**Your instructions:** Pull out every line of the listing below that contains the string "Return". Treat uppercase and lowercase as different.

**Task data:**
________
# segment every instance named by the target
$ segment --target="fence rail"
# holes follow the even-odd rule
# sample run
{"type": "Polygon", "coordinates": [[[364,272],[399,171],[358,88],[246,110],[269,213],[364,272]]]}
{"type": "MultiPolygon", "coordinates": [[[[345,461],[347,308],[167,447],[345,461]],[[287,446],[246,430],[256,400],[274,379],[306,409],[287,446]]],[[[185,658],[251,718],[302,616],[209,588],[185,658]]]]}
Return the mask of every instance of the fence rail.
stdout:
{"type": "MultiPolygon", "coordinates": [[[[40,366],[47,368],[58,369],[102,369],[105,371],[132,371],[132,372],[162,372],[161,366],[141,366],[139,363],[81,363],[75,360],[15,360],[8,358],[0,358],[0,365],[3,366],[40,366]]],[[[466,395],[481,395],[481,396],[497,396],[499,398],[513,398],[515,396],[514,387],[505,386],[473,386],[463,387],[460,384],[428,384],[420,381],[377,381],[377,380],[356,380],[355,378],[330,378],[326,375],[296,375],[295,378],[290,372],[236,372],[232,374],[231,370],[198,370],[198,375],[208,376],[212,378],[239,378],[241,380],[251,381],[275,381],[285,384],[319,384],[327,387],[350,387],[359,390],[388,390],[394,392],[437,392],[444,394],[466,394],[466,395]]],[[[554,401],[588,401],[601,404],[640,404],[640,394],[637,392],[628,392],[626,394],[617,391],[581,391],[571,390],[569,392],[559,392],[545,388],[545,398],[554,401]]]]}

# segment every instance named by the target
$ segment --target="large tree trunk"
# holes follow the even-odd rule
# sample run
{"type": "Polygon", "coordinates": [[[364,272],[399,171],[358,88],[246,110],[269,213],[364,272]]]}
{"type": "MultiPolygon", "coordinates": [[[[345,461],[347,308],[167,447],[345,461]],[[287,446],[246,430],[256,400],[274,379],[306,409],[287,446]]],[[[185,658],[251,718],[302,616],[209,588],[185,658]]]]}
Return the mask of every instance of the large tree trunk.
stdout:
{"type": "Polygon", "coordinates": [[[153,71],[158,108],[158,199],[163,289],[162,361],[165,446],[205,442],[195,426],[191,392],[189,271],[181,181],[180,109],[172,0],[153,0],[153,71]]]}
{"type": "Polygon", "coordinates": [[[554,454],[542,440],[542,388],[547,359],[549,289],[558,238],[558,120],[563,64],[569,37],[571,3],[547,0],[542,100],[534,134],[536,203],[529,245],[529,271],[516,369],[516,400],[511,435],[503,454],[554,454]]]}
________
**Answer to the problem:**
Return the mask of every instance of the fence rail.
Return the mask of every instance of the large tree trunk.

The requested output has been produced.